— Start DATASET RECORDS —

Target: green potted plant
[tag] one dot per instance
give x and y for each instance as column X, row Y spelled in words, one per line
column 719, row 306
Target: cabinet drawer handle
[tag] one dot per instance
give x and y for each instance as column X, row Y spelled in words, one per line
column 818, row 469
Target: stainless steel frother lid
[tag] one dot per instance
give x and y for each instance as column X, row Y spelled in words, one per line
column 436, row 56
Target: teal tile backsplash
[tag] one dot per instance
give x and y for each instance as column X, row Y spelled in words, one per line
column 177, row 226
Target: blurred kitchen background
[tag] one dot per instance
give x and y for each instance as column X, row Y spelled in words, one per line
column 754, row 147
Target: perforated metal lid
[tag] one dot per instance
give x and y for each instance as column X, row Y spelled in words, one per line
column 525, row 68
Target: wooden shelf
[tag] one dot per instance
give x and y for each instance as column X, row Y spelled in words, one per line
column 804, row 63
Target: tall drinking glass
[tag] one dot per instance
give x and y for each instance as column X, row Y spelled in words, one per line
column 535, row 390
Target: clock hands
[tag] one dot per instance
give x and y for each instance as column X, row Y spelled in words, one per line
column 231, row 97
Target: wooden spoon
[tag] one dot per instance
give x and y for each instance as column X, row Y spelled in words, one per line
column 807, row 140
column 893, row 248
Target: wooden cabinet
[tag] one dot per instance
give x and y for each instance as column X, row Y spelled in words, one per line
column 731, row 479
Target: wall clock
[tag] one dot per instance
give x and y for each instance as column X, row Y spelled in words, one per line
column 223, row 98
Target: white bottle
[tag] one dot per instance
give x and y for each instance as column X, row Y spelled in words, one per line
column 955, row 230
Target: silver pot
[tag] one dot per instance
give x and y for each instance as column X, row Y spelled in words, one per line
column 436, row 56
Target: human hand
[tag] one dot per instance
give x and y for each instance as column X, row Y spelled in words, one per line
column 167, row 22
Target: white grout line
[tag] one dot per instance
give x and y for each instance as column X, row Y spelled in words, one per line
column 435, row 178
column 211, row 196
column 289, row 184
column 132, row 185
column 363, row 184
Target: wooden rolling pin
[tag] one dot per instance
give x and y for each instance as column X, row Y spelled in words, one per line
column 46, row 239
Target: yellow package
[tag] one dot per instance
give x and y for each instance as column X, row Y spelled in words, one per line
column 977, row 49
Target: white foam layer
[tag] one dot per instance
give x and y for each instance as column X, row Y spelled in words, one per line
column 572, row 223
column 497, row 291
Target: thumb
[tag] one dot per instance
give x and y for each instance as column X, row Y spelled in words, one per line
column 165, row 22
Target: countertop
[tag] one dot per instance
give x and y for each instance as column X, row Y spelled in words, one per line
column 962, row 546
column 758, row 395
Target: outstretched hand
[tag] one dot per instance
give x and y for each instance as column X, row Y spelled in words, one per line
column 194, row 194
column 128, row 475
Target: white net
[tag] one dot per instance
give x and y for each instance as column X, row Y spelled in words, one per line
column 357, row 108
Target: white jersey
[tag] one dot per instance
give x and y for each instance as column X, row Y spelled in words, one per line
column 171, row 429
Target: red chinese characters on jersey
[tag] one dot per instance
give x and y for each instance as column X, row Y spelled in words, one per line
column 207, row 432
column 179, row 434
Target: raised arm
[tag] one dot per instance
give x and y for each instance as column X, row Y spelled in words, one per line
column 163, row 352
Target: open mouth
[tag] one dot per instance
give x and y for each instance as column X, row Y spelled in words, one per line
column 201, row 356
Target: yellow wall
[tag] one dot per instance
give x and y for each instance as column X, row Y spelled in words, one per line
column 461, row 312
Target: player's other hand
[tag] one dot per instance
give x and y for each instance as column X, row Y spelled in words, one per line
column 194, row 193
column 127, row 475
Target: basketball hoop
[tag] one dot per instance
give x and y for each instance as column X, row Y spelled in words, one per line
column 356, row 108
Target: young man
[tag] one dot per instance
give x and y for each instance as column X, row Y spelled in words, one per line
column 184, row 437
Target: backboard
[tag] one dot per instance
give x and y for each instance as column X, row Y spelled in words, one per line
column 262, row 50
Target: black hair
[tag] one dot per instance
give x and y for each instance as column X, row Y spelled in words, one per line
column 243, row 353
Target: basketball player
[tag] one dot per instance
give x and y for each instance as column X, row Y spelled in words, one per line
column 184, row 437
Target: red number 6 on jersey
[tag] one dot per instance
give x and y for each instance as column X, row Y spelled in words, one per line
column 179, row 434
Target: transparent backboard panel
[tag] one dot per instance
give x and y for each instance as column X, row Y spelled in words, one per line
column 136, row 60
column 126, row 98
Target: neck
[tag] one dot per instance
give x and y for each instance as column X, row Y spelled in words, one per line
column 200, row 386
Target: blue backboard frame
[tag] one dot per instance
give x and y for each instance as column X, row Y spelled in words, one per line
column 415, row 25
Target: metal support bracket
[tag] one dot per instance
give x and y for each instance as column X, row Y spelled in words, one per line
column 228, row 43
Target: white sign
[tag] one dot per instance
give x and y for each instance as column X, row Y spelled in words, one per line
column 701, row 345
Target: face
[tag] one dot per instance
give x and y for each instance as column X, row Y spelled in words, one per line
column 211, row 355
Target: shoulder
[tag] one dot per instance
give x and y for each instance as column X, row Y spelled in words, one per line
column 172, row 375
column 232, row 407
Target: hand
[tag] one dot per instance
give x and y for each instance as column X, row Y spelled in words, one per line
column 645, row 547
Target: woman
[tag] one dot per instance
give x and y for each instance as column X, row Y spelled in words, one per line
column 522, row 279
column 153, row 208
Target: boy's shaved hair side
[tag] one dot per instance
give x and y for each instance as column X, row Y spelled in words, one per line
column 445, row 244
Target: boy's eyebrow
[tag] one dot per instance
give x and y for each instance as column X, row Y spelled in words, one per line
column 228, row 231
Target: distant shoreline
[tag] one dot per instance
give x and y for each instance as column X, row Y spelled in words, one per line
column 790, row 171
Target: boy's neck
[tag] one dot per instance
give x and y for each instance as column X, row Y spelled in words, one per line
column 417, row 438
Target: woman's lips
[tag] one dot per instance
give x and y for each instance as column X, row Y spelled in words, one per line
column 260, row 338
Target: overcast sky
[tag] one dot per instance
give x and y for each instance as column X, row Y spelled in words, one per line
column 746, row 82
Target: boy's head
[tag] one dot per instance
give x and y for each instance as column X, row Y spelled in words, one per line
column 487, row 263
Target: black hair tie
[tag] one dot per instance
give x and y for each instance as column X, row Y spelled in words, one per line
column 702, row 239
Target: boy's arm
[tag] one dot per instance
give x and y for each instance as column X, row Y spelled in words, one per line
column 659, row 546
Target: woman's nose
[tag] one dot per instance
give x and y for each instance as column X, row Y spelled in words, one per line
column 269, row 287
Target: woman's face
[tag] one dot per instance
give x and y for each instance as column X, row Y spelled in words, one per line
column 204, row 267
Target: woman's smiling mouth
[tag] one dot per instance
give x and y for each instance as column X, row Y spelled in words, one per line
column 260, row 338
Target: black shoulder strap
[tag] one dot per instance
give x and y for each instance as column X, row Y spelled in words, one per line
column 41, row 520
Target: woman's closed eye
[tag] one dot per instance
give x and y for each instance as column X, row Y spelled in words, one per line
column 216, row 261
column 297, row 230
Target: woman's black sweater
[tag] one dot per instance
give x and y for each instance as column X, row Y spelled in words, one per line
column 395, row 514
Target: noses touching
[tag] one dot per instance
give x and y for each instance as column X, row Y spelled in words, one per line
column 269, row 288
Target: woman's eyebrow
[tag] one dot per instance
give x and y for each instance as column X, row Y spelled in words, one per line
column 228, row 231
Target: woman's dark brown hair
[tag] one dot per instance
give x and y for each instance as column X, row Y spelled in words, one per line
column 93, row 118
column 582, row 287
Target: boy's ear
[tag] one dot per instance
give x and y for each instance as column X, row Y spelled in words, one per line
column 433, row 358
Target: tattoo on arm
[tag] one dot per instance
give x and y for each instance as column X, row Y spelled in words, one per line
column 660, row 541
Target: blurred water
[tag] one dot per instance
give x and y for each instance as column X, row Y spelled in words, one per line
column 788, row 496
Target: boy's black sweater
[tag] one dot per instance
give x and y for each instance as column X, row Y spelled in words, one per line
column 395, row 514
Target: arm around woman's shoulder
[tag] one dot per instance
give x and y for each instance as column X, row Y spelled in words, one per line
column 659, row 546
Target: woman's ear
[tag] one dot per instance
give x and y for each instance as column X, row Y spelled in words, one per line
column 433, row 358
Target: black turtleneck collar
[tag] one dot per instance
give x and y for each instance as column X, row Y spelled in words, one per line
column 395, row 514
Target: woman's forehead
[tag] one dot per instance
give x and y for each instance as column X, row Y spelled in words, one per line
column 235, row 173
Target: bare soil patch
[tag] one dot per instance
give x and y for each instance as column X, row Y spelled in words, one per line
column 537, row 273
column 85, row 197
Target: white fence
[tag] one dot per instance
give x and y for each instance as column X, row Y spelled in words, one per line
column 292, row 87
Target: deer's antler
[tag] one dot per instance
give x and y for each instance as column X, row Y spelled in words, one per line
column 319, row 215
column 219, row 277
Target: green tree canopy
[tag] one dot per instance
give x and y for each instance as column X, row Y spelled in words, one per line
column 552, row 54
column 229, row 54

— End DATASET RECORDS —

JOB
Turn the lines above into a numbered list, beginning at the line that contains "Target: blue backboard frame" and stopping after the line that contains "column 417, row 438". Leave out any blank lines.

SOLUTION TO THIS PROBLEM
1. Target: blue backboard frame
2. [tag] one dot per instance
3. give x and y for each instance as column X, row Y spelled in words, one per line
4. column 415, row 25
5. Target: metal support bracket
6. [tag] one dot per instance
7. give x and y for each instance as column X, row Y spelled in words, one per line
8. column 228, row 43
9. Target: white sign
10. [tag] one dot per instance
11. give x and y for each instance as column X, row Y spelled in words, one per line
12. column 701, row 345
13. Target: face
14. [tag] one dot per instance
15. give x and y for each instance as column X, row Y spelled in words, one per line
16. column 211, row 355
17. Target: shoulder
18. [tag] one dot per instance
19. give x and y for each instance as column X, row Y spelled in words, one per line
20. column 172, row 375
21. column 232, row 407
22. Target: hand
23. [tag] one dot per instance
24. give x and y for each instance as column X, row Y spelled in words, one per line
25. column 645, row 547
26. Target: woman
27. [tag] one dot per instance
28. give x and y for each instance as column X, row Y spelled in words, one per line
29. column 522, row 279
30. column 153, row 208
31. Target: boy's shaved hair side
32. [tag] one dot per instance
33. give x and y for each instance as column X, row Y spelled in words, one per line
34. column 445, row 244
35. Target: boy's eyebrow
36. [tag] one dot per instance
37. give x and y for each instance as column X, row Y spelled in words, one per line
38. column 228, row 231
39. Target: distant shoreline
40. [tag] one dot per instance
41. give x and y for each instance as column X, row Y spelled in words, one per line
42. column 790, row 171
43. Target: boy's neck
44. [tag] one dot per instance
45. give x and y for each instance as column X, row Y spelled in words, one per line
46. column 417, row 438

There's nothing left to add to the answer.